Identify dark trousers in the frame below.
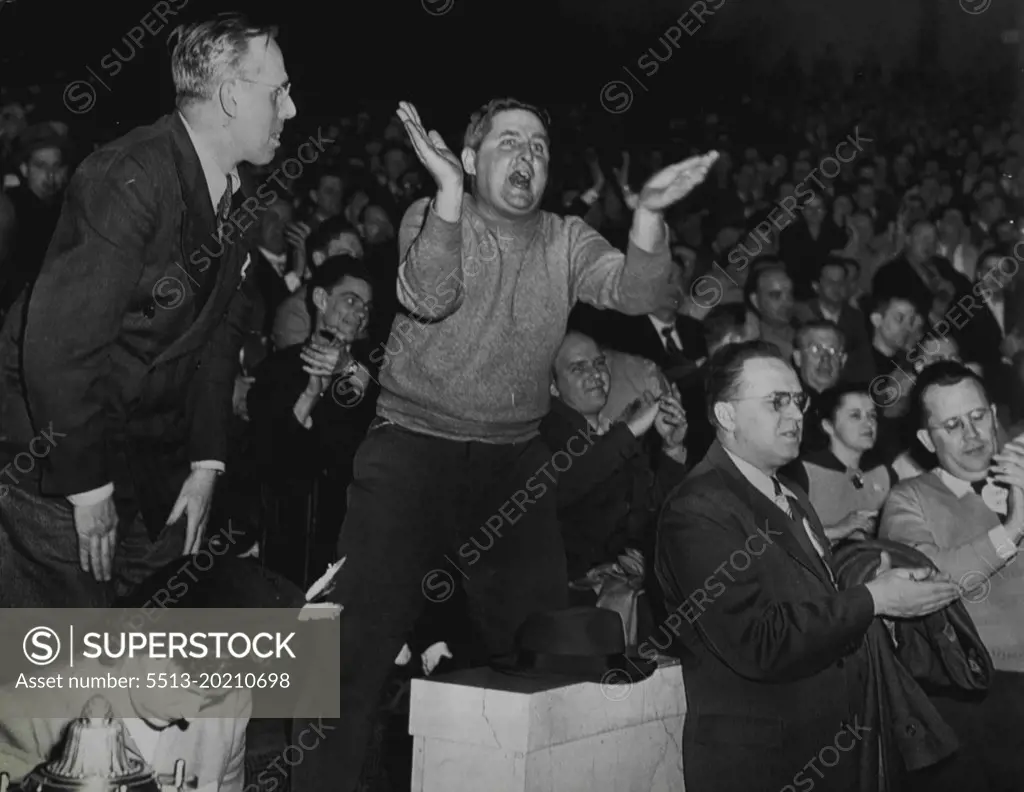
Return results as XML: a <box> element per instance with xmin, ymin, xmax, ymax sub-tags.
<box><xmin>907</xmin><ymin>671</ymin><xmax>1024</xmax><ymax>792</ymax></box>
<box><xmin>292</xmin><ymin>420</ymin><xmax>568</xmax><ymax>792</ymax></box>
<box><xmin>0</xmin><ymin>487</ymin><xmax>185</xmax><ymax>608</ymax></box>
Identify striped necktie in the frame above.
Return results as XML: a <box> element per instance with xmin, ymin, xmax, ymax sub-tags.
<box><xmin>771</xmin><ymin>478</ymin><xmax>839</xmax><ymax>588</ymax></box>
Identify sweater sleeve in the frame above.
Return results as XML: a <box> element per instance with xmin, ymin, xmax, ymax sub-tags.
<box><xmin>397</xmin><ymin>198</ymin><xmax>464</xmax><ymax>320</ymax></box>
<box><xmin>879</xmin><ymin>487</ymin><xmax>1014</xmax><ymax>591</ymax></box>
<box><xmin>565</xmin><ymin>217</ymin><xmax>673</xmax><ymax>316</ymax></box>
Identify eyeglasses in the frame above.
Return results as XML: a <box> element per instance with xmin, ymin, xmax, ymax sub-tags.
<box><xmin>569</xmin><ymin>358</ymin><xmax>608</xmax><ymax>377</ymax></box>
<box><xmin>729</xmin><ymin>390</ymin><xmax>811</xmax><ymax>413</ymax></box>
<box><xmin>806</xmin><ymin>344</ymin><xmax>843</xmax><ymax>358</ymax></box>
<box><xmin>237</xmin><ymin>77</ymin><xmax>292</xmax><ymax>105</ymax></box>
<box><xmin>929</xmin><ymin>407</ymin><xmax>992</xmax><ymax>434</ymax></box>
<box><xmin>335</xmin><ymin>292</ymin><xmax>374</xmax><ymax>314</ymax></box>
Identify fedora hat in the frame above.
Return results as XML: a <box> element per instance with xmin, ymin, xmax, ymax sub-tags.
<box><xmin>492</xmin><ymin>608</ymin><xmax>657</xmax><ymax>684</ymax></box>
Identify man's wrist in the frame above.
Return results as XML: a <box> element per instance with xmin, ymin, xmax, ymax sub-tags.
<box><xmin>431</xmin><ymin>184</ymin><xmax>463</xmax><ymax>223</ymax></box>
<box><xmin>864</xmin><ymin>583</ymin><xmax>883</xmax><ymax>616</ymax></box>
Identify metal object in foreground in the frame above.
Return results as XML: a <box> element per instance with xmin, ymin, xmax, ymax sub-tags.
<box><xmin>0</xmin><ymin>696</ymin><xmax>197</xmax><ymax>792</ymax></box>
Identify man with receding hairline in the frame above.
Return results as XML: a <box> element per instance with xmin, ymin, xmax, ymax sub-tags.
<box><xmin>654</xmin><ymin>341</ymin><xmax>959</xmax><ymax>792</ymax></box>
<box><xmin>0</xmin><ymin>14</ymin><xmax>295</xmax><ymax>607</ymax></box>
<box><xmin>301</xmin><ymin>99</ymin><xmax>717</xmax><ymax>792</ymax></box>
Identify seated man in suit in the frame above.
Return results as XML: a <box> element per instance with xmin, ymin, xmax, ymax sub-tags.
<box><xmin>793</xmin><ymin>319</ymin><xmax>847</xmax><ymax>453</ymax></box>
<box><xmin>0</xmin><ymin>557</ymin><xmax>304</xmax><ymax>792</ymax></box>
<box><xmin>796</xmin><ymin>256</ymin><xmax>874</xmax><ymax>382</ymax></box>
<box><xmin>541</xmin><ymin>332</ymin><xmax>686</xmax><ymax>581</ymax></box>
<box><xmin>248</xmin><ymin>256</ymin><xmax>380</xmax><ymax>582</ymax></box>
<box><xmin>654</xmin><ymin>341</ymin><xmax>958</xmax><ymax>792</ymax></box>
<box><xmin>743</xmin><ymin>257</ymin><xmax>797</xmax><ymax>360</ymax></box>
<box><xmin>270</xmin><ymin>216</ymin><xmax>362</xmax><ymax>349</ymax></box>
<box><xmin>880</xmin><ymin>361</ymin><xmax>1024</xmax><ymax>792</ymax></box>
<box><xmin>570</xmin><ymin>259</ymin><xmax>708</xmax><ymax>379</ymax></box>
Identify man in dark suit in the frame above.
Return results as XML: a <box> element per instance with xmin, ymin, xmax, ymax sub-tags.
<box><xmin>796</xmin><ymin>256</ymin><xmax>874</xmax><ymax>382</ymax></box>
<box><xmin>0</xmin><ymin>16</ymin><xmax>295</xmax><ymax>607</ymax></box>
<box><xmin>655</xmin><ymin>341</ymin><xmax>957</xmax><ymax>792</ymax></box>
<box><xmin>572</xmin><ymin>259</ymin><xmax>708</xmax><ymax>377</ymax></box>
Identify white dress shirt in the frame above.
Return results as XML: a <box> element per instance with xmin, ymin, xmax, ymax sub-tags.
<box><xmin>725</xmin><ymin>449</ymin><xmax>830</xmax><ymax>571</ymax></box>
<box><xmin>647</xmin><ymin>315</ymin><xmax>683</xmax><ymax>351</ymax></box>
<box><xmin>935</xmin><ymin>467</ymin><xmax>1018</xmax><ymax>560</ymax></box>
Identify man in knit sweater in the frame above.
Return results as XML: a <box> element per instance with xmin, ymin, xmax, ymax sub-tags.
****************
**Exercise**
Express the lines as a JSON list of strings, one string per line and blank lines omitted, beginning at the line that contains "Identify man in knit" and running through the end of the lines.

**Final result**
[
  "Identify man in knit sweater in the frame above.",
  "Return results as XML: a <box> element per instance with xmin, ymin, xmax, ymax sub-tags."
]